## WHAT THE TASK ASKS
Beneath this line is the data. Output exactly the lines from the line with "<point>17,668</point>" to the line with "<point>455,310</point>", both ends included, and nothing more.

## ENTRIES SHOWN
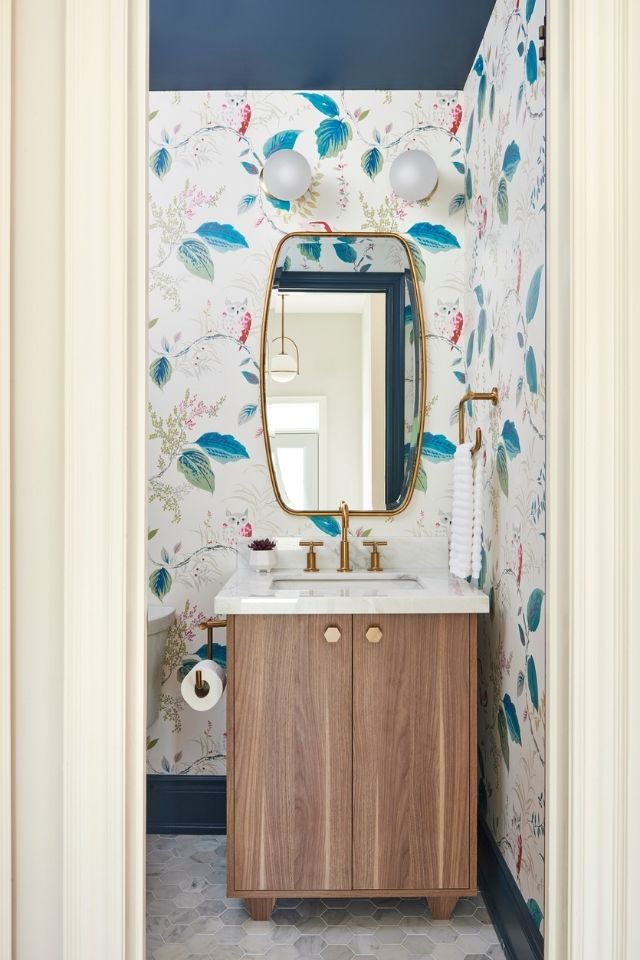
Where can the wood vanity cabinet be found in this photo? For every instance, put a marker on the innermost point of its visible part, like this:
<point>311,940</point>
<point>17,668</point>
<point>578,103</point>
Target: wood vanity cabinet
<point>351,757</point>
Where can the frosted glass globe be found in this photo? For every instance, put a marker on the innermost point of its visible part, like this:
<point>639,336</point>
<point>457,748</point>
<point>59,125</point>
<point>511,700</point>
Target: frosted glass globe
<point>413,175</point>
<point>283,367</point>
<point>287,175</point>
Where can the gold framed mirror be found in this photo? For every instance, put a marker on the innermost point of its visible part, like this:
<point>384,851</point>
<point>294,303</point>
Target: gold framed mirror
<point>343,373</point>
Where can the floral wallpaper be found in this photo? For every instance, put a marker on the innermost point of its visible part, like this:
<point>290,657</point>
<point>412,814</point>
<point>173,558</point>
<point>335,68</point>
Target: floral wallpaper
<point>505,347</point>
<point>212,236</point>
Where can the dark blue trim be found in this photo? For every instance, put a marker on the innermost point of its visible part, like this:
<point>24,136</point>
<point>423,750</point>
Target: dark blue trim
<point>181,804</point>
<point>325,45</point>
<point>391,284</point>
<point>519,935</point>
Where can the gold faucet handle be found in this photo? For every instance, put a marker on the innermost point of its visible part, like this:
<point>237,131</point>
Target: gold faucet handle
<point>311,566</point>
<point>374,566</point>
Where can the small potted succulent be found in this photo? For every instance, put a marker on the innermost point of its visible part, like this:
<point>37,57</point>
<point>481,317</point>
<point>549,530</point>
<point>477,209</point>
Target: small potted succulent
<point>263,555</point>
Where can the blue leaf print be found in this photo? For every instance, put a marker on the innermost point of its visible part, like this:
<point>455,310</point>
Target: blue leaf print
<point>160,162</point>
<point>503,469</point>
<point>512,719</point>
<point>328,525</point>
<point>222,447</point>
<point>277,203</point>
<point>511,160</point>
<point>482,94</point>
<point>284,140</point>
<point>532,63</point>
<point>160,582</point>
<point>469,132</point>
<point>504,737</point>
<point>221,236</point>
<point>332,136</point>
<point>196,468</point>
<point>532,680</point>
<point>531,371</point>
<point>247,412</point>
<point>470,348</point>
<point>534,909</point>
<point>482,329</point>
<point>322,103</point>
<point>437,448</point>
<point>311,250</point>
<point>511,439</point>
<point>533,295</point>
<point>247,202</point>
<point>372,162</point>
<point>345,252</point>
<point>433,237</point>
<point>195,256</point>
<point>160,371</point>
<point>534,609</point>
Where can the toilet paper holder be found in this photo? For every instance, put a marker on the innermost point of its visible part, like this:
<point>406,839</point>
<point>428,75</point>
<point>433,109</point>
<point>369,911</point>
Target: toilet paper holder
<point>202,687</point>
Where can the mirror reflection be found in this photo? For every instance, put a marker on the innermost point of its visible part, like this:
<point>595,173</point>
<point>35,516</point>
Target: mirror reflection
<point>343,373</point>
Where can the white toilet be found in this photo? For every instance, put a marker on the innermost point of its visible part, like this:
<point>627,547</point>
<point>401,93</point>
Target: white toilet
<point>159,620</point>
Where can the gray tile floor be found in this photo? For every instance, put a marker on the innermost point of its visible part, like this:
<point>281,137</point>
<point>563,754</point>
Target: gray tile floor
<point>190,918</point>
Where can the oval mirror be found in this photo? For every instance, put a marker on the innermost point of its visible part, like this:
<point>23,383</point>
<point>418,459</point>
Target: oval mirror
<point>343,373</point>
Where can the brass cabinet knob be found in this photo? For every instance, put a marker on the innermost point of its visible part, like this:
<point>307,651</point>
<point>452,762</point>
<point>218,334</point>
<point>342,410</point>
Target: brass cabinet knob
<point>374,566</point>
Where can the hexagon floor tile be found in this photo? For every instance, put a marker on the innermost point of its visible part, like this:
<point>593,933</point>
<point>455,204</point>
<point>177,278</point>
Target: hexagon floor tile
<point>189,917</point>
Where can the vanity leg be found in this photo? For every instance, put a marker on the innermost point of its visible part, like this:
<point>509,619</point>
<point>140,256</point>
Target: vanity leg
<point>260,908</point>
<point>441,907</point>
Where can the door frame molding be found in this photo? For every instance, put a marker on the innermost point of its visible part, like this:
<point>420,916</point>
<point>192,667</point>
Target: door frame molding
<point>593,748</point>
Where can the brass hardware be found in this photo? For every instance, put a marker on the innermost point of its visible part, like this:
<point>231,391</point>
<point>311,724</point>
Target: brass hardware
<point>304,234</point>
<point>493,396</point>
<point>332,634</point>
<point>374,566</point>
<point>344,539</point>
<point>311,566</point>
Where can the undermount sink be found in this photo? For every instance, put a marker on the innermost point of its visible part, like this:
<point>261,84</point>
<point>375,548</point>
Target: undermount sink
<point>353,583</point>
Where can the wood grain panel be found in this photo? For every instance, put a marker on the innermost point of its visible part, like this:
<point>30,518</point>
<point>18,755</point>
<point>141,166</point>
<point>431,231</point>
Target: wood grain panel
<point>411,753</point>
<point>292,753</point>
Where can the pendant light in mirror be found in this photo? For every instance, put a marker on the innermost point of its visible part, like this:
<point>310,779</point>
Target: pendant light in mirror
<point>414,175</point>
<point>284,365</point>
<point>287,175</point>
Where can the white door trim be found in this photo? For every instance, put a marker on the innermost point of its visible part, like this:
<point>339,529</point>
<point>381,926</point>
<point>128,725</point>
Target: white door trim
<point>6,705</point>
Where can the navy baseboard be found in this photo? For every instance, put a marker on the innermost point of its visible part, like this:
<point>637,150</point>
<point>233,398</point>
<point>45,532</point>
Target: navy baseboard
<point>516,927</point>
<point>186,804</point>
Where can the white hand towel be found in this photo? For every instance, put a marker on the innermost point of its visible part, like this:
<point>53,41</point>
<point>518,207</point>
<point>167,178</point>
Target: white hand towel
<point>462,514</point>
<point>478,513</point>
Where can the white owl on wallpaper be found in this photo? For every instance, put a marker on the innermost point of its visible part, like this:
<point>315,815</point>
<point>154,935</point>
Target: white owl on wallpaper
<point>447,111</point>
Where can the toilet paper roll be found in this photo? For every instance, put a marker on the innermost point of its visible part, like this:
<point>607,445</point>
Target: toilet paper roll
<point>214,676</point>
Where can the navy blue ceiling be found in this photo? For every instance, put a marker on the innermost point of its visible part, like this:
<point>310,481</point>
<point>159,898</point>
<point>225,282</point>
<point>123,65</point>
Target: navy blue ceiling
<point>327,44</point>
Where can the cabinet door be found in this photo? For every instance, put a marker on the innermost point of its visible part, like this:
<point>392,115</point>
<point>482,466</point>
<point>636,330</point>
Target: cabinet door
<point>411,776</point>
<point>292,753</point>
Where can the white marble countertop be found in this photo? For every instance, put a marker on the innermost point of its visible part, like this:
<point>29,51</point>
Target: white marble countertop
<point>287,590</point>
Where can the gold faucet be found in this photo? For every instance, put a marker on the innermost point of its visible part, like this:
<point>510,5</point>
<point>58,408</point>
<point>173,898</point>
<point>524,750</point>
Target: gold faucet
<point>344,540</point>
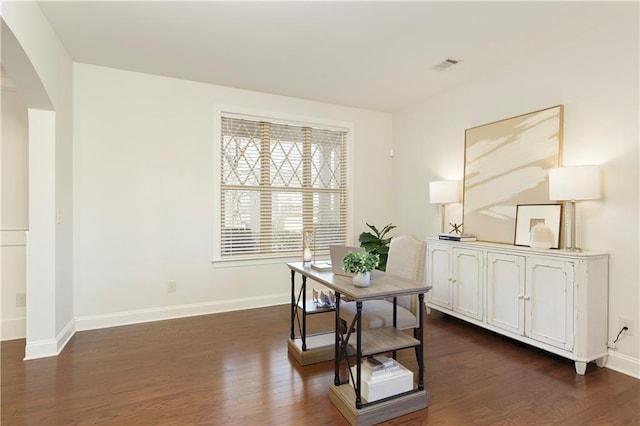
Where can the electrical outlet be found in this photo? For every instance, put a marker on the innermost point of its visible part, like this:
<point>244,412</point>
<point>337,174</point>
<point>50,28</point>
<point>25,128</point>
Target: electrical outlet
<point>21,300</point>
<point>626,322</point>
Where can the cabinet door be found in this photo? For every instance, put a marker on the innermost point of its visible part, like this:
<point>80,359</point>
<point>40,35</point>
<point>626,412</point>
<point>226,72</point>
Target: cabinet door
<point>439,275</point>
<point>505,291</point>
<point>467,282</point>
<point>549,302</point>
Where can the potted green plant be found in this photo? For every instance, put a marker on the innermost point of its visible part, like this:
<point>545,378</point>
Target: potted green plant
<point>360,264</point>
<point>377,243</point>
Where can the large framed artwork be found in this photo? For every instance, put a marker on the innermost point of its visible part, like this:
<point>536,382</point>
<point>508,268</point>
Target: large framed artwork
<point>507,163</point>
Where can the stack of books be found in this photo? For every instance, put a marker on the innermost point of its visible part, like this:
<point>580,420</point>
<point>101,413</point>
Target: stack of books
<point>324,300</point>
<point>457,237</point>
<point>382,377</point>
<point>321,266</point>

## SOLUTION TO THIS EXERCISE
<point>17,668</point>
<point>578,103</point>
Target: wood vanity cabinet
<point>351,757</point>
Where can the frosted glass globe be found in this photo? For every instance, put a marker on the innermost point of its visible part, like this:
<point>639,336</point>
<point>457,748</point>
<point>59,125</point>
<point>511,700</point>
Target: frosted glass globe
<point>413,175</point>
<point>283,367</point>
<point>287,175</point>
Where can the gold framed mirror be found in this photo? For every instance, put a marker on the innermost point of its visible part, like this:
<point>384,851</point>
<point>294,303</point>
Target: gold framed mirror
<point>343,373</point>
Where can the floral wallpaper be found in this photo? For every instance, put a marker on the innermost point of its visible part, like this:
<point>290,657</point>
<point>412,814</point>
<point>173,558</point>
<point>335,68</point>
Target: floral wallpaper
<point>505,347</point>
<point>212,236</point>
Where can the dark blue trim be found in this photo? For every instance, put a marker on the innermost point of its visible part, like this:
<point>24,136</point>
<point>423,750</point>
Target: dark blue trim
<point>181,804</point>
<point>325,45</point>
<point>391,284</point>
<point>519,935</point>
Where can the gold faucet handle be found in this photo? For every instance, put a marker on the innermost point of its visible part, like this:
<point>237,131</point>
Target: gold faucet handle
<point>311,566</point>
<point>374,566</point>
Where can the small potted succulent be found in this photo? For every instance, put a marker on the innermost point of its visible part, like this:
<point>37,57</point>
<point>481,317</point>
<point>549,530</point>
<point>477,209</point>
Target: small potted succulent
<point>263,555</point>
Where can the blue leaf print be found in this photo? For every instance, put a marker on the innermost point of its visible part, like this:
<point>455,310</point>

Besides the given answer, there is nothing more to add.